Saved entries:
────────────────
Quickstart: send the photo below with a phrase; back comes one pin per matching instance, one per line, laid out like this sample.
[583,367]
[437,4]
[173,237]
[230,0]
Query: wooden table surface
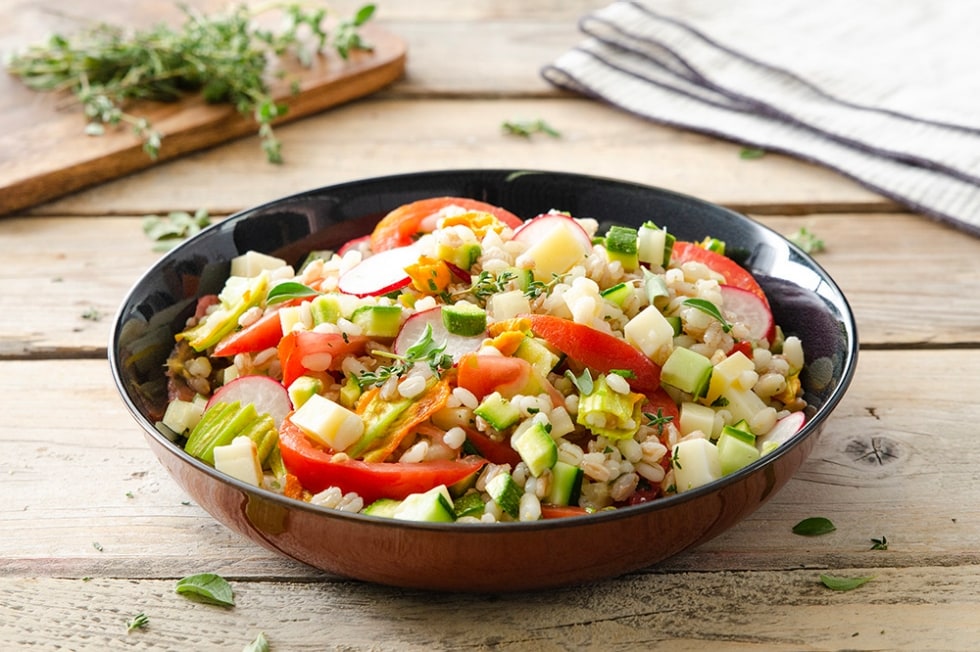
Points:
[94,531]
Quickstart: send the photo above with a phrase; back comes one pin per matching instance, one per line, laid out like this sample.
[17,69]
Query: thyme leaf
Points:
[207,587]
[224,57]
[709,308]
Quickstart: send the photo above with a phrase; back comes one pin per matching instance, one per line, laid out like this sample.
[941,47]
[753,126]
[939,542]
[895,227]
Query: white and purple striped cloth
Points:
[885,91]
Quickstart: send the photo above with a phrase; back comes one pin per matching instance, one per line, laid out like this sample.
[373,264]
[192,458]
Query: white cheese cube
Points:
[240,460]
[695,463]
[252,263]
[507,305]
[328,423]
[649,331]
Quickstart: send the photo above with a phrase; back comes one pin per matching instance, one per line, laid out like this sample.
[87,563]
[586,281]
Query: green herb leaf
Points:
[207,587]
[807,241]
[527,128]
[583,383]
[224,57]
[843,583]
[814,526]
[288,291]
[139,621]
[658,420]
[708,308]
[260,644]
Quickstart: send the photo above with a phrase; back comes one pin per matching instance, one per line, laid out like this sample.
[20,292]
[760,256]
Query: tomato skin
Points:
[734,273]
[398,228]
[261,335]
[599,351]
[296,345]
[484,374]
[316,470]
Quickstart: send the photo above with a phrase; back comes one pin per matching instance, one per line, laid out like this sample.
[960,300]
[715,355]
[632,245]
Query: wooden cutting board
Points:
[45,153]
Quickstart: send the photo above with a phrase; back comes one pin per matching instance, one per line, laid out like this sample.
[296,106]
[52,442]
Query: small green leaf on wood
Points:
[838,583]
[814,526]
[207,587]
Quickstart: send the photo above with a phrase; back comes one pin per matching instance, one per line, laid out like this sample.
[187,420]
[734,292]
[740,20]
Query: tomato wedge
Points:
[484,374]
[498,452]
[399,227]
[734,273]
[316,470]
[263,334]
[296,345]
[599,351]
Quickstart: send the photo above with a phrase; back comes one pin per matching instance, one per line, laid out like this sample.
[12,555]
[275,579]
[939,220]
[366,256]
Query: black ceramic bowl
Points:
[464,557]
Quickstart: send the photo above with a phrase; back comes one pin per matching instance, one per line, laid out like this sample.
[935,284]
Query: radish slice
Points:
[266,394]
[784,429]
[747,308]
[538,228]
[380,273]
[354,244]
[414,327]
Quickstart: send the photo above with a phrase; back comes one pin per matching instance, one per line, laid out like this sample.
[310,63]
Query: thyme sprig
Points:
[224,57]
[425,350]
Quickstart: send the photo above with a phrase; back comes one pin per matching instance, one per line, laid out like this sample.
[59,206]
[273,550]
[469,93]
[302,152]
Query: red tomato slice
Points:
[316,470]
[734,273]
[296,345]
[261,335]
[399,227]
[484,374]
[597,350]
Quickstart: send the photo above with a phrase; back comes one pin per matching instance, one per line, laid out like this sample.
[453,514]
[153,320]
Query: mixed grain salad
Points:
[460,364]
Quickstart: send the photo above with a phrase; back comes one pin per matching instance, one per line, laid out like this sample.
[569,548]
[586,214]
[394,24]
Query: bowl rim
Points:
[813,424]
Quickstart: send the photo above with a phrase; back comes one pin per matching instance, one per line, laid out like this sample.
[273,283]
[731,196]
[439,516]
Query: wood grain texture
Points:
[45,153]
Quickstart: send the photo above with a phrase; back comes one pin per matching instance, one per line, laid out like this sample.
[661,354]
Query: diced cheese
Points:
[240,460]
[726,375]
[695,463]
[251,263]
[556,253]
[649,331]
[507,305]
[328,423]
[696,417]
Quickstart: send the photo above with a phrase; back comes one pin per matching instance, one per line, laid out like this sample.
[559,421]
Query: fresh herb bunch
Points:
[424,350]
[224,57]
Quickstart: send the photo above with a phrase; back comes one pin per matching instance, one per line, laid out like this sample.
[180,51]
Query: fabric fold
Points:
[668,61]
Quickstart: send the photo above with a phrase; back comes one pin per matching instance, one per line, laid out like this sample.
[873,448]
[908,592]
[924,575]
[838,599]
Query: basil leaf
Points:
[289,290]
[709,308]
[814,526]
[843,583]
[207,587]
[260,644]
[583,383]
────────────────
> **PROBLEM TO WORK ON**: Make an exact copy of every entry above, but keep the pictures out of it.

> **TASK RESPONSE**:
Quickstart: send the photo below with a phrase; back comes one pin per matching instance, one per line, laid out like this sample.
[583,367]
[437,4]
[173,237]
[230,0]
Query: wooden table surface
Points:
[94,531]
Quickstart: send the photo above with a phrase; back comes one pin per matching instance, one per line, laid out like this sample.
[17,69]
Query: thyme leaf
Points:
[207,587]
[224,57]
[709,308]
Quickstart: send the photo above with a phrase; back comes one pin per matching instance, one per line, laid out like this sample.
[941,47]
[753,126]
[939,542]
[895,227]
Query: white and purple striped cloth
Points:
[885,91]
Quickstart: send the photo above with a phrase; back comes one pin per matching instance, one per line, laid out like this sample.
[373,264]
[192,458]
Query: white cheese cube
Points:
[240,460]
[695,463]
[252,263]
[507,305]
[328,423]
[649,331]
Quickstart: send the photo above with a phrase; back comes one pin per matching instance, one per line, laid out like this sample.
[87,563]
[586,281]
Query: green herb leaf
Points:
[207,587]
[807,241]
[527,128]
[583,383]
[224,57]
[843,583]
[814,526]
[288,291]
[139,621]
[658,420]
[708,308]
[260,644]
Quickstart: send the photo above with a phrase; back comes one pin per matching instance, one per line, laid out like this sample.
[20,292]
[760,256]
Query: tomato skin
Points:
[734,273]
[398,228]
[261,335]
[599,351]
[296,345]
[484,374]
[316,470]
Quickstart: send the photo above with a phrase; back comes one pin per matching instance, one per line, laid out like this sample.
[960,300]
[715,355]
[632,245]
Query: wooden cutting board
Points:
[45,153]
Quickstart: send the photo above with a phrase; back comes one pin per matching instance, one per line, laid out like this sample.
[296,106]
[52,442]
Query: small green leaf on wood
Points:
[838,583]
[814,526]
[207,587]
Quickstart: send the photo above with a phrase; back comes one pin per matching instance, one per line, laid out like this sample.
[187,420]
[734,292]
[740,20]
Query: tomato wedge
Points:
[484,374]
[498,452]
[399,227]
[734,273]
[316,470]
[263,334]
[296,345]
[599,351]
Quickstart: send the photo above with a phrase; back comes one pin per matching instance, one per line, laid out like this sample.
[12,555]
[275,579]
[939,220]
[366,256]
Query: black ceramic bowl
Points:
[464,557]
Quickstart: send the photo above with a phrase; back comes one pin per matching instance, one per line, laid out like this sample.
[935,284]
Query: radish slice
Points:
[266,394]
[784,429]
[747,308]
[538,228]
[380,273]
[354,244]
[414,327]
Quickstart: send the photo above with a phrase; back comes one pin per matching instance, one per line, laid out like this sample.
[310,63]
Query: thyme sprig
Points:
[224,57]
[425,350]
Quickstart: send the photo above with a phrase; back comes one pin per matching instance, one per line, laid out like this sample.
[59,206]
[273,550]
[469,93]
[302,152]
Query: red tomato slice
Points:
[316,470]
[734,273]
[296,345]
[261,335]
[399,227]
[484,374]
[597,350]
Quickstart: send the photo above with a phrase; back comes one pin per matching instance, one per line, laid out like this sample.
[453,514]
[153,320]
Query: mixed grain salad
Points:
[460,364]
Quickstart: send the photo above with a phrase; back comes one pin per matching instance, one per line, laid out like this sample.
[569,548]
[586,214]
[394,24]
Query: bowl rim
Points:
[813,424]
Quickstart: send the photo above with a phrase; back comes one pin per matching instance, one per line, laid out like this sample.
[273,283]
[731,196]
[439,516]
Query: wood grain texture
Points:
[45,153]
Quickstart: send the photo above with a phrase; back comes one pin per matching instance, one per line, laid out like this sample.
[661,354]
Query: diced cheese
Points:
[240,460]
[726,375]
[695,463]
[251,263]
[556,253]
[649,331]
[507,305]
[328,423]
[696,417]
Quickstart: send the photo above with a phrase; back comes one pin per matching instance, one per line, laid out like this sample.
[559,421]
Query: fresh herb bunch
Points:
[424,350]
[224,57]
Quickstart: send the photo above with a phrase; back comes one pin per matching instance, one per line, laid out like this sample.
[180,51]
Query: fabric fold
Points:
[668,61]
Quickstart: send the photo above with a phrase; back comes one pin per matching instance, one per line, laid out like this sample.
[873,448]
[908,592]
[924,575]
[838,599]
Query: basil leaf
Points:
[289,290]
[709,308]
[814,526]
[843,583]
[207,587]
[260,644]
[583,383]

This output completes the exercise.